**RECORDS FOR THIS TASK**
-=-=-
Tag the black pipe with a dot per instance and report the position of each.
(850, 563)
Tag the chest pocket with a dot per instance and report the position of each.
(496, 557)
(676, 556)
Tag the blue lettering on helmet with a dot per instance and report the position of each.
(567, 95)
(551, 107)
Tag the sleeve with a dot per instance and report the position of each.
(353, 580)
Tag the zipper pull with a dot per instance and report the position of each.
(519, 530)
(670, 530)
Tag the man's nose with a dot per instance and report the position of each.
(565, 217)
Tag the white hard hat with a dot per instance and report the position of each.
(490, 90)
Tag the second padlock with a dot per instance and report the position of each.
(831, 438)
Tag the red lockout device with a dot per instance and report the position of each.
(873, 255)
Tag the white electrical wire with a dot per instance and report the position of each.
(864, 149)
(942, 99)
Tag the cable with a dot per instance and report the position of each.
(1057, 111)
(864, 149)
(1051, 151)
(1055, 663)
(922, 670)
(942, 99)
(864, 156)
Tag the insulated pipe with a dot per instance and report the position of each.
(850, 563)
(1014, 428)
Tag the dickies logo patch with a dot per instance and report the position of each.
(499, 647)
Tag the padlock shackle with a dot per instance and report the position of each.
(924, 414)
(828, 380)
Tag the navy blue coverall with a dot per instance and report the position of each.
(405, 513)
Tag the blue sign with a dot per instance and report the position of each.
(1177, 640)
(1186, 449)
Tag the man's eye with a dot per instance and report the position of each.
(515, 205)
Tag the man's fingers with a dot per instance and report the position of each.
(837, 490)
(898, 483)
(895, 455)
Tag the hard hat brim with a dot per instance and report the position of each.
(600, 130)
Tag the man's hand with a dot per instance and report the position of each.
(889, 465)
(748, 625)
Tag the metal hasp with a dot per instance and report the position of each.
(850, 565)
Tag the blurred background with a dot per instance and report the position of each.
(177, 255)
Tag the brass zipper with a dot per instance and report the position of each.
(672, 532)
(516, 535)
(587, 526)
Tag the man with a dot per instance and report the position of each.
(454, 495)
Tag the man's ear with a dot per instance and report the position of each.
-=-=-
**GOAL**
Switch "report the position" to "give the location" everywhere in the rows above and give them again with nothing else changed.

**RESPONSE TO THIS EXERCISE**
Tag the black pipe with a dot per instance and give the location of each.
(850, 563)
Tag the chest pocket with a dot per instance and give the location of each.
(496, 557)
(676, 556)
Tag the blue lettering on helmet with a dot per instance and give the location of each.
(567, 95)
(551, 107)
Tag the sleeve with a dot per instance and give the location of each.
(353, 580)
Tag the zipper pull with a dot per instance and give the location of each.
(519, 530)
(670, 530)
Tag the man's nose with a dot per instance and give the location of each.
(565, 217)
Tag the white hard hat with a dot per instance and give the location of each.
(490, 90)
Tag the second padlock with a dot per instance and give the location of each.
(831, 438)
Tag the red lockout device with a dot per instance and give the location of each.
(873, 255)
Tag the white electrical wire with a dot per instance and give the location of each.
(864, 149)
(942, 99)
Tag the cable with a dot per instance and give the location of each.
(1057, 111)
(864, 149)
(1051, 151)
(1055, 663)
(922, 670)
(942, 99)
(864, 156)
Tag the insulated pipe with a dot per instance and give the location of each.
(850, 563)
(1014, 428)
Tag the dickies logo patch with a dot per instance and give the location of each.
(499, 647)
Tag the padlock shackle with a dot per instance and give the location of each.
(924, 414)
(828, 380)
Tag the navy blue coverall with a dot per instance and give the location of each.
(405, 513)
Tag the blue sign with a dot per instance and give the location of each.
(1177, 640)
(1186, 449)
Tag the man's eye with a dot per instance and give the location of each.
(515, 205)
Tag the man's fingers with a dot per instance and give the location of each.
(837, 490)
(898, 483)
(895, 455)
Tag the hard hat brim with a dot per instance and give the location of each.
(600, 130)
Tag the man's hand with a dot per instance and give the location of each.
(889, 465)
(748, 625)
Tag the metal hasp with a dot per instance and give the location of each.
(850, 565)
Tag the blurred background with a dot per instance and give the location of each.
(177, 255)
Tag the brass zipper with a dot per instance and give the location of each.
(672, 532)
(516, 535)
(587, 526)
Tag the man with a dot per instance and give the location of each.
(454, 495)
Tag the man's ear with a dot per instance and give the location of each.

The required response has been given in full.